Consigne: Selon l'extrait ci-dessous, combien d'interventions chirurgicales un Français subit-il en moyenne au cours de sa vie ?

Pourtant, sur la zone d'influence de certains hôpitaux, on observe un taux de fuite de la population vers des établissements plus importants pouvant aller jusqu'à 90 %. De fait, dans la mesure où un Français subit en moyenne dans sa vie deux à trois interventions chirurgicales, majoritairement programmées, la qualité du plateau technique et la réputation du chirurgien constituent, bien avant la distance et le temps de transport, les critères fondamentaux du choix du lieu d'une opération. Au total, les hôpitaux de proximité n'attirent souvent plus que des personnes âgées isolées et la frange la plus défavorisée de la population.

La chirurgie française est confrontée au défi de la restructuration de l'offre de soins, dans le but de conjuguer, dans un contexte de contrôle des coûts, les exigences de proximité et de sécurité.

Données étudiées:
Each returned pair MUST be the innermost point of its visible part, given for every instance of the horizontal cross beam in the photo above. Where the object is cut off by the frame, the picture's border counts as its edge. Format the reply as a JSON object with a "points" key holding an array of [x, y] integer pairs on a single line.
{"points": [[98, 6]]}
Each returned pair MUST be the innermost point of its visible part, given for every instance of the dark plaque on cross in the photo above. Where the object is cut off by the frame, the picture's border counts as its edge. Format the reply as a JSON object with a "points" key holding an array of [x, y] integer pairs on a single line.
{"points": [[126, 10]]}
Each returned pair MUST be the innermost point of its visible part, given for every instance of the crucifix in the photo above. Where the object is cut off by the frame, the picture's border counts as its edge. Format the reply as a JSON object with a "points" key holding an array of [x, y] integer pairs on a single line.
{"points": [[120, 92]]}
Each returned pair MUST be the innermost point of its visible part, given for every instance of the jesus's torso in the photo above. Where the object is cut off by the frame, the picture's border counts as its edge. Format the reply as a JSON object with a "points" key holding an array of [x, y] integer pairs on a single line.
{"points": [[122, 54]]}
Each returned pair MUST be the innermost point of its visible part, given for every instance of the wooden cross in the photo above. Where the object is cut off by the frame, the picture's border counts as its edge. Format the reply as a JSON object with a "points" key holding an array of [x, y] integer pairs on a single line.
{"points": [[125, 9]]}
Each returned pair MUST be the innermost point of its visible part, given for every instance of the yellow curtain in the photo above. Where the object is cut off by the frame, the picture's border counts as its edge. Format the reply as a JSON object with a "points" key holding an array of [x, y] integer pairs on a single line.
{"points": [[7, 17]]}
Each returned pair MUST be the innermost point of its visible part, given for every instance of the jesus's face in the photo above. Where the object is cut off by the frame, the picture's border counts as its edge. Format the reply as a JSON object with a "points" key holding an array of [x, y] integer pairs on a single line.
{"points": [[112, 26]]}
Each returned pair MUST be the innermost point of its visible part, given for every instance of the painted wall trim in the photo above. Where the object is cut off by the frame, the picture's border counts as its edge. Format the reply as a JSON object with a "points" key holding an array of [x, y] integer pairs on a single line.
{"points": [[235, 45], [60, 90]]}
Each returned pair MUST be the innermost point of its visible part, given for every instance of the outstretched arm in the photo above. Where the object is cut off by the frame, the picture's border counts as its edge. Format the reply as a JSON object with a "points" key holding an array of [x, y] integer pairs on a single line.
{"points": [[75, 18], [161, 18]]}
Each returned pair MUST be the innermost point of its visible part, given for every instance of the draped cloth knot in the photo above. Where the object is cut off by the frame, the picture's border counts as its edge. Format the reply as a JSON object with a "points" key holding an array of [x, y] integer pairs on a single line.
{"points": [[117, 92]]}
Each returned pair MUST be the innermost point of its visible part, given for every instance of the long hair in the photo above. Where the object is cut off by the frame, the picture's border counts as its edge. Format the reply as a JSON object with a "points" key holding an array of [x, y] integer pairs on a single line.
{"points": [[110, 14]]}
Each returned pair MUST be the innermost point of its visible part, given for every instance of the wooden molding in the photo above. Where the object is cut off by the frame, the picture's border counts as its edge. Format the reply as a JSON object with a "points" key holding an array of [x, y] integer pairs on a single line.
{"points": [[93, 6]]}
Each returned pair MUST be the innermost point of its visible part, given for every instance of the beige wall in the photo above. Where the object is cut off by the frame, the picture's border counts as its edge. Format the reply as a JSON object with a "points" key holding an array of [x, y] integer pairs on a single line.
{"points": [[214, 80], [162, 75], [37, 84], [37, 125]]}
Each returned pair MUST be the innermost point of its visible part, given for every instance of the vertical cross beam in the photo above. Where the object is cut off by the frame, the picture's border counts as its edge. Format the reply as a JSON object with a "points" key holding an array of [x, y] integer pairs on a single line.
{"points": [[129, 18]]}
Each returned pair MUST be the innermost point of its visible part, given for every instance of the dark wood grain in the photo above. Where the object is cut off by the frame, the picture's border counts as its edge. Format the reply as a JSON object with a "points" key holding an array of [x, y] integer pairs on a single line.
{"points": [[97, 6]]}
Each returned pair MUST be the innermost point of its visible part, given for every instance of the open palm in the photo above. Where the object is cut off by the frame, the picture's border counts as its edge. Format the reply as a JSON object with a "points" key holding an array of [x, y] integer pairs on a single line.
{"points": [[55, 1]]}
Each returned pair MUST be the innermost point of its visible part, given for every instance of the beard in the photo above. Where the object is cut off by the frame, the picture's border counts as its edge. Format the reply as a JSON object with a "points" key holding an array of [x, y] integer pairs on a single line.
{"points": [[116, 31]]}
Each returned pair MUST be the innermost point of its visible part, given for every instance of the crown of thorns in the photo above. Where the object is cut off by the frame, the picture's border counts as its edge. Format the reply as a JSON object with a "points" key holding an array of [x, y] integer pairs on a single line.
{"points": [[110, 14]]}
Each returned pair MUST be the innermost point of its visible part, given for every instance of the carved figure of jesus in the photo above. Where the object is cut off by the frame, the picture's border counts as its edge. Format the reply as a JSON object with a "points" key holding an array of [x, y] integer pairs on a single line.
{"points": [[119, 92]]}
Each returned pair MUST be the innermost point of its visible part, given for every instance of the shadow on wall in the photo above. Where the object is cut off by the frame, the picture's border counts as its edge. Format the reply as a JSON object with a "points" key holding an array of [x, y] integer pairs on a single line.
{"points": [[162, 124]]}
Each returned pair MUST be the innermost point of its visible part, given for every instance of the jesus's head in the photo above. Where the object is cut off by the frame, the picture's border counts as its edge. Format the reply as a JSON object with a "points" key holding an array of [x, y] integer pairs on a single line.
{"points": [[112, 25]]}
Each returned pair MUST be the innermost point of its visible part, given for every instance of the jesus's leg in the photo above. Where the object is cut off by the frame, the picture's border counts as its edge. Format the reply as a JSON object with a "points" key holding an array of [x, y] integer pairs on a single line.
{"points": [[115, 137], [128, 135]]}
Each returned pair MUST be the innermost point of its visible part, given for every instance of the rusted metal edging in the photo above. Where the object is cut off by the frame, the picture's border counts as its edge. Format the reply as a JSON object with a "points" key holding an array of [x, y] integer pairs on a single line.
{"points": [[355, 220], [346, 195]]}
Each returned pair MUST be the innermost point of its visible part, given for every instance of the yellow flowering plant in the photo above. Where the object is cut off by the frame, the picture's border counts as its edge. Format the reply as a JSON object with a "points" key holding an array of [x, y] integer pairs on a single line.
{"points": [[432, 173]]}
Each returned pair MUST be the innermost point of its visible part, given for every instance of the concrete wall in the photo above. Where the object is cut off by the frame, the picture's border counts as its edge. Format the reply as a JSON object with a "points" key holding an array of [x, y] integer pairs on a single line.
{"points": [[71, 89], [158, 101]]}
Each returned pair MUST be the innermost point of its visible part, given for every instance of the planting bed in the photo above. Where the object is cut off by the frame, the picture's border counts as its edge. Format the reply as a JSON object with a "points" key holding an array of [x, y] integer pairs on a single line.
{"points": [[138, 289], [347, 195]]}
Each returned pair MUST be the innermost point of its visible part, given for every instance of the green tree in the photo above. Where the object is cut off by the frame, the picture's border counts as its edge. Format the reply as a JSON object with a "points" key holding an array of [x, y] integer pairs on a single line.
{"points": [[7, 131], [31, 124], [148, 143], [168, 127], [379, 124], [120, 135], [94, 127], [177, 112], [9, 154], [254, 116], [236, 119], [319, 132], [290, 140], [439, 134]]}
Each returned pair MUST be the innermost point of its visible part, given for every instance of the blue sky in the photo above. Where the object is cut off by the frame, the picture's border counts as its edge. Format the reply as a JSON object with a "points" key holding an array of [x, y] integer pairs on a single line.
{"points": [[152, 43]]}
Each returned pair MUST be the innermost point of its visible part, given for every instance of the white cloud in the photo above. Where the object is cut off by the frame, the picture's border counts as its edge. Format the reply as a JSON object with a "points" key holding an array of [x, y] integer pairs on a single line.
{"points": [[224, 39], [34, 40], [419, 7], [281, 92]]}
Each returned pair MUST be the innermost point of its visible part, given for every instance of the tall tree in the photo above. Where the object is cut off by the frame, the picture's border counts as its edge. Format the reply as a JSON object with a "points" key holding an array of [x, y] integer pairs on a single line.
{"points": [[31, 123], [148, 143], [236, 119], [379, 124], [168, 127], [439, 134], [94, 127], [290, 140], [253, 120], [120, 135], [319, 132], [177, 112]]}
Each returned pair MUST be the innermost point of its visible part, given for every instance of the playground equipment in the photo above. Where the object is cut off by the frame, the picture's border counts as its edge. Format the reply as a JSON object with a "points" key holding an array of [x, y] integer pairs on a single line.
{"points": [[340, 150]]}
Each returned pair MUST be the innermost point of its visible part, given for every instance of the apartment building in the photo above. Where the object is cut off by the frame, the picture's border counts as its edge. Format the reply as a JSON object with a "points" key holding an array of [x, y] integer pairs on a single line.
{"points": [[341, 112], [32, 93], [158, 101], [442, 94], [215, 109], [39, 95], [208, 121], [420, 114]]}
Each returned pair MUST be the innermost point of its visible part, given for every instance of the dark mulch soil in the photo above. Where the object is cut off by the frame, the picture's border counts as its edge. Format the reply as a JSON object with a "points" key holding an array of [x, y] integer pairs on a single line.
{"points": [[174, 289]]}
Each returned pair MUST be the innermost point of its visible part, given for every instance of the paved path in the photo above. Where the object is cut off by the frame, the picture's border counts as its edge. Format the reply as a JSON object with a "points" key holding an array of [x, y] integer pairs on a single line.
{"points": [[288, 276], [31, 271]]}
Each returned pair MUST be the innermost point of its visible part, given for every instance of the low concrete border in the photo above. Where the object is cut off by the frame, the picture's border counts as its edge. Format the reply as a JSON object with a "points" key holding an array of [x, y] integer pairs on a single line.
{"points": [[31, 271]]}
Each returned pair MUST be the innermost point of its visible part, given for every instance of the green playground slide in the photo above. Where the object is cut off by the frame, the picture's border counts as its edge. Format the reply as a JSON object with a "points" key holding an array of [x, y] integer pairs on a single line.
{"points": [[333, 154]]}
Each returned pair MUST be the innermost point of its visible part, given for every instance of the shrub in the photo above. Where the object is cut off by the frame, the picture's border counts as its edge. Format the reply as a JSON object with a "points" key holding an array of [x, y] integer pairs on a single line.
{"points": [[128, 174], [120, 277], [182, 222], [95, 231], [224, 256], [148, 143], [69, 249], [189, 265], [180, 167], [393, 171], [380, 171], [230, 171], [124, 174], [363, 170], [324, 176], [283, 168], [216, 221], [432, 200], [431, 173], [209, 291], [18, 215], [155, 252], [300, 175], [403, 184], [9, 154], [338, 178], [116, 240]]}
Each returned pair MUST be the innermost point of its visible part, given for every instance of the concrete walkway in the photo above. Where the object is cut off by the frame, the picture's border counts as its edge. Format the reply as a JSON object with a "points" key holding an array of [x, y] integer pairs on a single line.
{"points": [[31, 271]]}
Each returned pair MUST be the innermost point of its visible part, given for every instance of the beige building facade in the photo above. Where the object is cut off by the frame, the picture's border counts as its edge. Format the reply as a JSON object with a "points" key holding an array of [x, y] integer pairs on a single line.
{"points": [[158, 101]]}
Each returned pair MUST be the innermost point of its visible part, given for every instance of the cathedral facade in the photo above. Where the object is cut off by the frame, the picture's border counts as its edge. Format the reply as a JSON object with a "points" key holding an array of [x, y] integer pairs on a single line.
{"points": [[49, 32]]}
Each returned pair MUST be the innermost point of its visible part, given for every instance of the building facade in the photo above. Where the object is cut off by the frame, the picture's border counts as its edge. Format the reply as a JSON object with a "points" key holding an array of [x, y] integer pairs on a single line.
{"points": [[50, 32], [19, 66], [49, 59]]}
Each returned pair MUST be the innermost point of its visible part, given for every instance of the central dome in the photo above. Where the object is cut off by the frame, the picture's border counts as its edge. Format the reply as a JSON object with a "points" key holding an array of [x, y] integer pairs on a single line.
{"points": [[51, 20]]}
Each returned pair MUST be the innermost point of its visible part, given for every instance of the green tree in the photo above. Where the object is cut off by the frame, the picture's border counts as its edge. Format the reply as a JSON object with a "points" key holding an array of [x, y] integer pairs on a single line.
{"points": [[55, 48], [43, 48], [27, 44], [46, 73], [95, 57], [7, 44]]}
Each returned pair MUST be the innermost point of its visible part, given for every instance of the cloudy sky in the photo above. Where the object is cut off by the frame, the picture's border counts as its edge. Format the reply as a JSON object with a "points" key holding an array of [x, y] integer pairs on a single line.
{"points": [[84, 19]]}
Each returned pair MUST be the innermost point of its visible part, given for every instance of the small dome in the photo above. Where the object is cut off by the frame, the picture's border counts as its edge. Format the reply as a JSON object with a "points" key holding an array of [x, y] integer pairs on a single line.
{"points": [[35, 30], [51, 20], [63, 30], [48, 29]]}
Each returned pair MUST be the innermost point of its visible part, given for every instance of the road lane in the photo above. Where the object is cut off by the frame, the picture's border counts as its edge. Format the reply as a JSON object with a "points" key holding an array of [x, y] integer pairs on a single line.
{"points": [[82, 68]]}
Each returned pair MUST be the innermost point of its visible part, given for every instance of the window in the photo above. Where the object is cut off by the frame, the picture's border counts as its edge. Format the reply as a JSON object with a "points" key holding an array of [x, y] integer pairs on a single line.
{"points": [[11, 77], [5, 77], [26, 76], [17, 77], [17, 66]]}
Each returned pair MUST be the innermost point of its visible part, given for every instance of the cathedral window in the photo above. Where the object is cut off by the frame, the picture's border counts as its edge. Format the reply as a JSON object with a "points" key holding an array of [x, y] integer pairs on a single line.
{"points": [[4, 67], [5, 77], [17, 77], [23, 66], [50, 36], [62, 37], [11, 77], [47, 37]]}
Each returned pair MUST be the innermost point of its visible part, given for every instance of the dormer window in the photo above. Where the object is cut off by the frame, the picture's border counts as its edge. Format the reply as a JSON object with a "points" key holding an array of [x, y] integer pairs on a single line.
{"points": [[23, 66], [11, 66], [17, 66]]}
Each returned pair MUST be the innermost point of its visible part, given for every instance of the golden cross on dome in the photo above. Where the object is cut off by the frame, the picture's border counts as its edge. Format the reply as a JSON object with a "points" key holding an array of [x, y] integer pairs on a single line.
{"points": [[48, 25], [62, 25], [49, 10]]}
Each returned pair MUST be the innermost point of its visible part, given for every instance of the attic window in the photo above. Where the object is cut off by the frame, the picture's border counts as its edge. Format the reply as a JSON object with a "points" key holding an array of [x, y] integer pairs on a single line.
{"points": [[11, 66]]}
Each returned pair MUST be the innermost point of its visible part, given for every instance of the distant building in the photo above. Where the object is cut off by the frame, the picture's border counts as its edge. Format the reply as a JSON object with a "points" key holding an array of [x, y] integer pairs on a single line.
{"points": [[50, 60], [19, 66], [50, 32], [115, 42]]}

Réponse: Deux à trois interventions chirurgicales.